Given problem 1 – Convert the records into a Markdown table with the columns Row and Line, starting at the line that contains "Question. Place a dot on every instance of the blue patterned" and ending with the last line of the records. Number each line and leave out blank lines.

====== Text excerpt

Death Penalty

This essay has a total of 1555 words and 8 pages.

Death Penalty

I. After spending ten long years on death row, he is escorted today by the warden down
the dimly lit white hallway to the room in which judgement day will finally arrive. As he
moves closer, he begins to regret having led a violent life of crime and murder that had
caused him to be sentenced to death so long ago. The door finally opens, and there he
stands face to face with "old sparky", a.k.a. the electric chair. He is strapped in and a
leather helmet containing a wet sponge is placed over his head along with a brass liner
that functions as an entry electrode through which nearly 2500 volts of electricity will
pass. The exit electrode- a band of brass also with a soaked sponge- is attached to the
prisoner's shaved calf. As a final preparation, a leather hood is placed over his face.

The switch is then pulled and 2,350 volts strike though the inmate's body for eight
seconds, followed by 22 seconds of one thousand volts. The cycle is repeated immediately.
This high-voltage electrocution raises the temperature of his brain to 140 degrees
Fahrenheit, and fries his internal organs (Freedberg 2).

The passage above describes a typical criminal execution by the electric chair, one of the
various methods of capital punishment, otherwise known as the death penalty. The sentence
of death has long been an accepted form of justice, yet today, capital punishment has
remained a hotly debated issue. Some believe this punishment to be cruel and unusual and
therefore violating the United States Constitution, while in reality the death penalty is
fair and just punishment for murder and other extremely violent crimes. With these
clashing viewpoints, there are also differences in the policies of various states, with
some states supporting the death penalty, and others not. This serves as an injustice
because murderers convicted in states such as Texas or Florida, which support the death
penalty, will truly be brought to justice, while murderers in states such as North Dakota
or Wisconsin will not (Staletovich 5-6). It is with this reasoning that the death penalty
should undoubtedly be implemented in all fifty United States and the District of Columbia.

II. In the United States today, capital punishment is an integral part of the criminal
justice system, and has been an accepted form of justice through the ages. During the
Colonial era the English Penal code, which prescribed death for14 offenses, was enforced
in the American colonies. Generally, colonies authorized capital punishment for a smaller
number of offenses than English law allowed, but all colonies authorized public execution
as mandatory punishment for some crimes against the state, people, or property.
Massachusetts was the first American jurisdiction to prohibit cruel and unusual
punishments with its adoption of the Massachusetts Body of Liberties in 1641. The
Puritans, however, did not consider execution cruel and unusual punishment, and even
authorized it for some religious offenses (Smith 2).

III. Even though capital punishment has been practiced in the US since Colonial times,
many people believe that the death penalty is unconstitutional and should be completely
abolished in the United States. They believe that one of the alternatives to death
sentencing is jailing offenders for the rest of their lives without the chance of parole,
commonly known as "life without parole" or LWOP. However, capital punishment contains many
advantages over LWOP and other forms of punishment for murderers.

============
====== Records for the exercise

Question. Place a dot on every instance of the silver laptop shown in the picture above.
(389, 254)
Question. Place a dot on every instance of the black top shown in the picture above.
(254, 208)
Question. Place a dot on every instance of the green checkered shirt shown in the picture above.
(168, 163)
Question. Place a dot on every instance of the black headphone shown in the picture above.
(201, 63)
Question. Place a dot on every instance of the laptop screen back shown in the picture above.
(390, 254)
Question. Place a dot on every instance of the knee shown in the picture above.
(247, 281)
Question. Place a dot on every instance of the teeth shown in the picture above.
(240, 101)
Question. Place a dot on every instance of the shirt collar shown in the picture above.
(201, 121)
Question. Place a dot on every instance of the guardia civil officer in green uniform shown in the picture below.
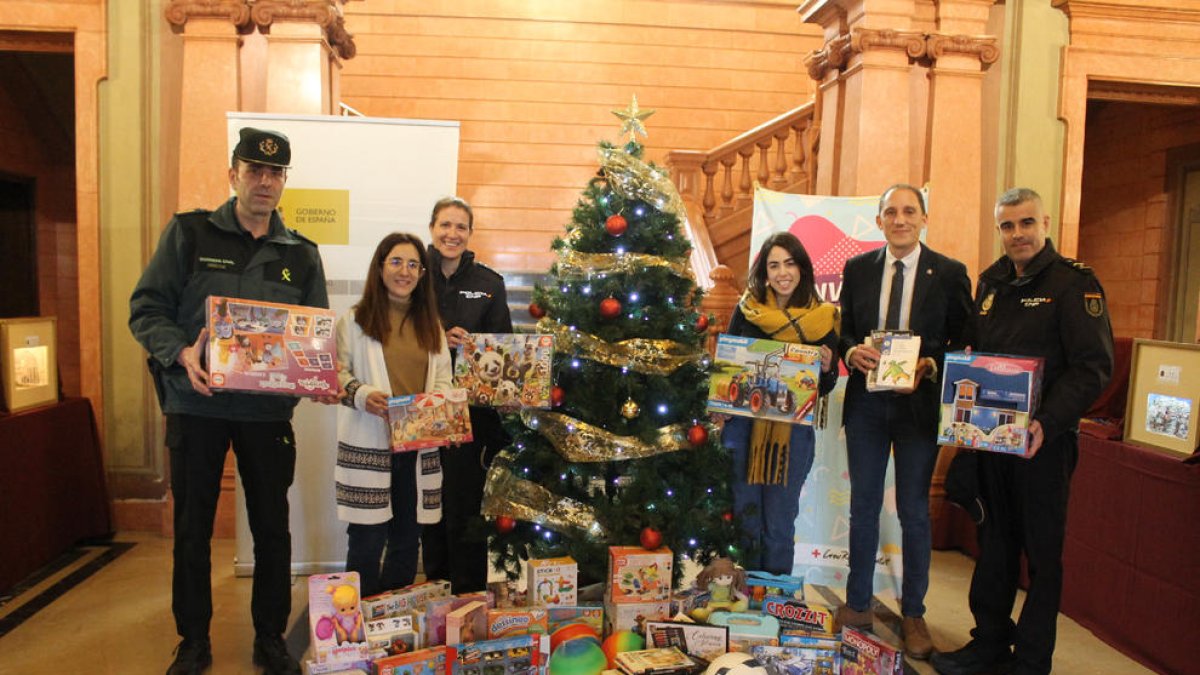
(243, 250)
(1033, 303)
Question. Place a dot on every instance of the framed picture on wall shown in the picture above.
(29, 362)
(1164, 396)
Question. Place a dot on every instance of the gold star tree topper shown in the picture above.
(631, 119)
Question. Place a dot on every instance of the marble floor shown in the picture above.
(107, 610)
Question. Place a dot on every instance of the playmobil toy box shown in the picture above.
(748, 629)
(798, 615)
(552, 581)
(335, 616)
(988, 401)
(639, 575)
(504, 622)
(633, 616)
(587, 615)
(393, 603)
(519, 655)
(799, 659)
(762, 584)
(429, 420)
(863, 653)
(505, 370)
(431, 661)
(899, 353)
(270, 348)
(765, 378)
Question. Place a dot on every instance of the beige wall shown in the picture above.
(533, 84)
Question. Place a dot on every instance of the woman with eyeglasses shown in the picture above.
(390, 344)
(471, 299)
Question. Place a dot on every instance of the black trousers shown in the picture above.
(1026, 505)
(267, 458)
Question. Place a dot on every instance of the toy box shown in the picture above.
(762, 584)
(748, 629)
(504, 622)
(863, 653)
(988, 401)
(639, 575)
(552, 581)
(798, 659)
(633, 616)
(696, 639)
(393, 603)
(335, 617)
(765, 378)
(270, 347)
(588, 615)
(391, 635)
(505, 370)
(519, 655)
(429, 419)
(430, 661)
(467, 623)
(437, 609)
(797, 615)
(899, 353)
(659, 661)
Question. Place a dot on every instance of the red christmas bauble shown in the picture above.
(610, 308)
(651, 538)
(616, 225)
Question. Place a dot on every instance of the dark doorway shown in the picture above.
(18, 256)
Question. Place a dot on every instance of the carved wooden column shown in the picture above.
(210, 76)
(306, 39)
(874, 129)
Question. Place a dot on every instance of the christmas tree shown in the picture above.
(625, 455)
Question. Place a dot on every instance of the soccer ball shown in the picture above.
(736, 663)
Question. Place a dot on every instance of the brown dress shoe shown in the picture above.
(917, 641)
(850, 616)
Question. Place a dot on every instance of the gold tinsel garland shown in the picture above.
(504, 494)
(648, 357)
(576, 264)
(580, 441)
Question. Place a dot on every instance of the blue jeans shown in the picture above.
(881, 424)
(768, 512)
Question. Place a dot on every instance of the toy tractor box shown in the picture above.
(504, 370)
(988, 401)
(270, 348)
(765, 378)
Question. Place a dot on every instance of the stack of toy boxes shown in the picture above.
(639, 586)
(988, 401)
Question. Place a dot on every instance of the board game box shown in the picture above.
(765, 378)
(270, 347)
(429, 420)
(505, 370)
(989, 400)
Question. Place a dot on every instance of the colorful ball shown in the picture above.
(581, 656)
(619, 641)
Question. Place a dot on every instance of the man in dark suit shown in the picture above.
(903, 286)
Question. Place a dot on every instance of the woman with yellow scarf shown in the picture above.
(772, 459)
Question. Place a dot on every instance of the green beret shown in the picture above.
(263, 147)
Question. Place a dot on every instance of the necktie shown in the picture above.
(894, 296)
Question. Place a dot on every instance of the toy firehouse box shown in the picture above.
(505, 370)
(765, 378)
(988, 401)
(270, 347)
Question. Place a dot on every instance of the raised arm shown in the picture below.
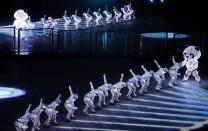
(145, 70)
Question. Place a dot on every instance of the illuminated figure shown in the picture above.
(88, 18)
(102, 92)
(35, 115)
(69, 105)
(132, 84)
(191, 55)
(117, 15)
(173, 72)
(45, 25)
(53, 22)
(67, 20)
(145, 80)
(130, 12)
(21, 123)
(89, 100)
(20, 22)
(125, 13)
(98, 17)
(108, 15)
(158, 79)
(161, 72)
(77, 20)
(51, 112)
(31, 25)
(116, 90)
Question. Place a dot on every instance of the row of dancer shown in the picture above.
(126, 11)
(191, 55)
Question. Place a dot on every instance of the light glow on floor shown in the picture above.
(6, 92)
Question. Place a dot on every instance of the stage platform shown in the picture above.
(184, 107)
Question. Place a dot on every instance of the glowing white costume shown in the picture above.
(67, 20)
(69, 104)
(116, 90)
(125, 13)
(173, 72)
(21, 123)
(132, 84)
(191, 55)
(45, 25)
(158, 79)
(117, 15)
(89, 100)
(20, 22)
(98, 17)
(77, 20)
(130, 12)
(102, 92)
(35, 115)
(51, 111)
(144, 80)
(54, 23)
(88, 18)
(108, 15)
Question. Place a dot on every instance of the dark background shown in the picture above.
(170, 8)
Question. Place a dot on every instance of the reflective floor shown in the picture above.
(6, 92)
(183, 107)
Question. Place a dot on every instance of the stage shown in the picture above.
(183, 107)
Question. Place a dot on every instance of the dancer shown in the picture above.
(69, 105)
(51, 112)
(173, 72)
(21, 123)
(145, 80)
(116, 90)
(89, 100)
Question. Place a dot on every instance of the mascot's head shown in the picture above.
(21, 15)
(192, 52)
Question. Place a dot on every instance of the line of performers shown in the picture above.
(191, 55)
(23, 20)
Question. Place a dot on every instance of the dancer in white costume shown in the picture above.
(132, 84)
(116, 90)
(51, 112)
(67, 20)
(88, 18)
(89, 100)
(173, 72)
(145, 80)
(98, 17)
(77, 20)
(69, 105)
(117, 15)
(21, 123)
(35, 115)
(191, 55)
(102, 92)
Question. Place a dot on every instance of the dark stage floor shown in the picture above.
(181, 108)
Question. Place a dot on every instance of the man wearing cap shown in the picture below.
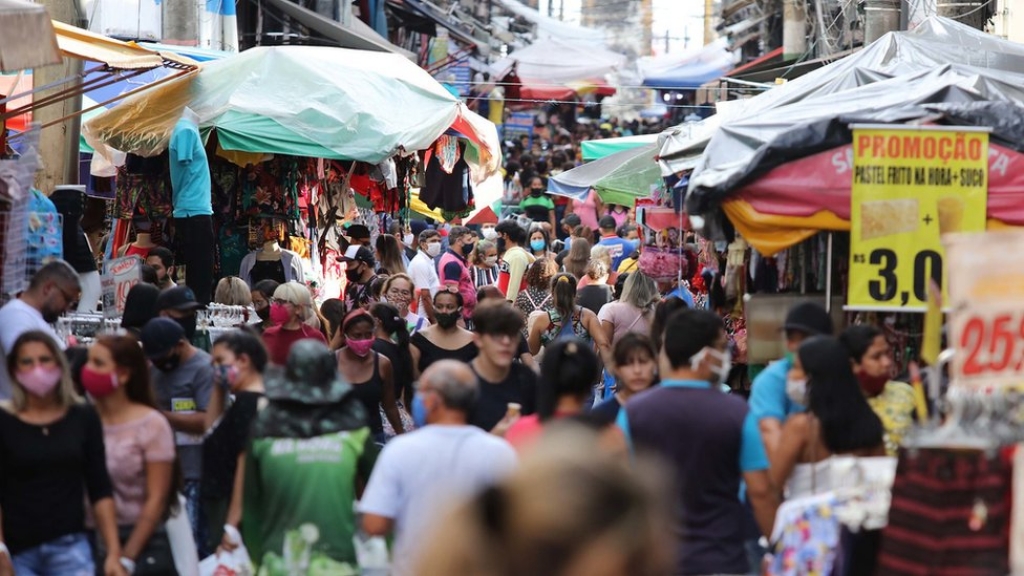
(770, 403)
(619, 248)
(179, 304)
(359, 270)
(182, 380)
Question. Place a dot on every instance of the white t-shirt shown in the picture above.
(419, 472)
(424, 274)
(16, 318)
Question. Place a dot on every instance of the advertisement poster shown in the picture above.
(119, 276)
(986, 309)
(910, 186)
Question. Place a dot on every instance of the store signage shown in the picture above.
(910, 186)
(986, 309)
(119, 276)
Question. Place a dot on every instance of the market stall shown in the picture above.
(292, 133)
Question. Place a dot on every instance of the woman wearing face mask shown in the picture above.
(391, 340)
(484, 259)
(262, 293)
(239, 359)
(139, 450)
(370, 372)
(635, 370)
(540, 244)
(838, 419)
(289, 310)
(397, 291)
(892, 401)
(52, 455)
(537, 296)
(444, 340)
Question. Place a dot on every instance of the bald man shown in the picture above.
(444, 459)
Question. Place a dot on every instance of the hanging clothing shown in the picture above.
(949, 515)
(448, 181)
(289, 260)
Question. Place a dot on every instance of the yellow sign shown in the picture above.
(910, 184)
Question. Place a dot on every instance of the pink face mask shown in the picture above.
(39, 381)
(360, 347)
(279, 314)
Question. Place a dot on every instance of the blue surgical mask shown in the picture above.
(419, 411)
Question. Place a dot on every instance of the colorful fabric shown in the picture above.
(895, 407)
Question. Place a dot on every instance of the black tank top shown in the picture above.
(370, 394)
(431, 353)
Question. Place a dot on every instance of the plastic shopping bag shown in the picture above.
(235, 563)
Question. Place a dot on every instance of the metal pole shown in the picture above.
(828, 276)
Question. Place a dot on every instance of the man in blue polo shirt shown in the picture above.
(710, 441)
(770, 402)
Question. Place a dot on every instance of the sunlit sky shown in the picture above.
(680, 18)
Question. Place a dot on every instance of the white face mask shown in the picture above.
(722, 370)
(796, 389)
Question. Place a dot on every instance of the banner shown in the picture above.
(910, 186)
(119, 276)
(986, 318)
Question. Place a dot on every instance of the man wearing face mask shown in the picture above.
(424, 274)
(53, 290)
(182, 380)
(179, 304)
(771, 400)
(710, 440)
(443, 458)
(539, 206)
(360, 265)
(454, 268)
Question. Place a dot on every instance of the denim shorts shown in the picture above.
(68, 554)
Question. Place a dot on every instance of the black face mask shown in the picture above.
(187, 324)
(168, 363)
(448, 320)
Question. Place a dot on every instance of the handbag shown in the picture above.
(182, 542)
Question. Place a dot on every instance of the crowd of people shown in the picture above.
(459, 371)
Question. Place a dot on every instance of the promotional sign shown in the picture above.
(910, 186)
(119, 276)
(986, 318)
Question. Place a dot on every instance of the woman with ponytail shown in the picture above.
(567, 375)
(564, 319)
(392, 342)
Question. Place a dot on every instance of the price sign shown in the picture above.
(119, 276)
(986, 316)
(910, 186)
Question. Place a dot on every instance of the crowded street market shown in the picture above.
(511, 288)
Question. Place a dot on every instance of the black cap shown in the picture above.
(358, 253)
(160, 335)
(357, 232)
(809, 318)
(180, 298)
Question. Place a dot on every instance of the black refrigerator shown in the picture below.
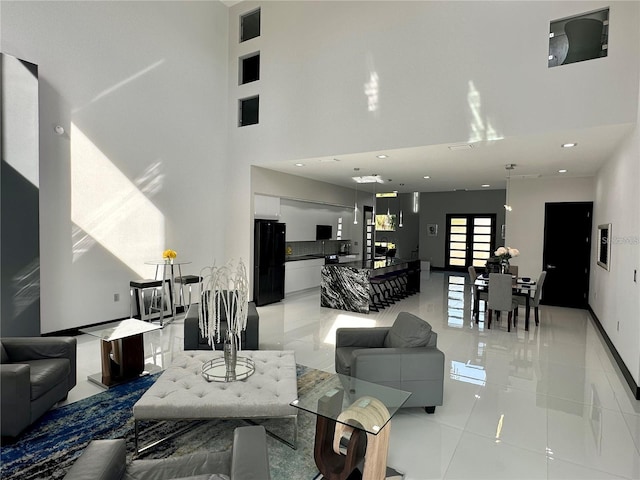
(269, 254)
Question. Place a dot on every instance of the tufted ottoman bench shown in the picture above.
(181, 393)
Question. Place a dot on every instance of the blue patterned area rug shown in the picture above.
(48, 448)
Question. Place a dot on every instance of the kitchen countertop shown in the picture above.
(376, 264)
(312, 256)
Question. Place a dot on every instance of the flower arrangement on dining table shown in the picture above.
(505, 253)
(169, 254)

============

Given problem 2 –
Answer these questions from the death penalty essay, one per line:
(a) How many years had the man spent on death row before his execution?
(b) In what year did Massachusetts adopt the Massachusetts Body of Liberties?
(c) What does the abbreviation LWOP stand for?

Right answer 1 –
| Row | Line |
|---|---|
| 1 | Question. Place a dot on every instance of the blue patterned area rug shown in the picture above. |
| 2 | (48, 448) |
| 3 | Question. Place a dot on every instance of the kitchen countertop shown in the picture above. |
| 4 | (376, 264) |
| 5 | (312, 256) |
| 6 | Question. Place a dot on every instance of the flower arrangement on dining table shown in the picture above. |
| 7 | (505, 253) |
| 8 | (169, 254) |

Right answer 2 –
(a) Ten years
(b) 1641
(c) Life without parole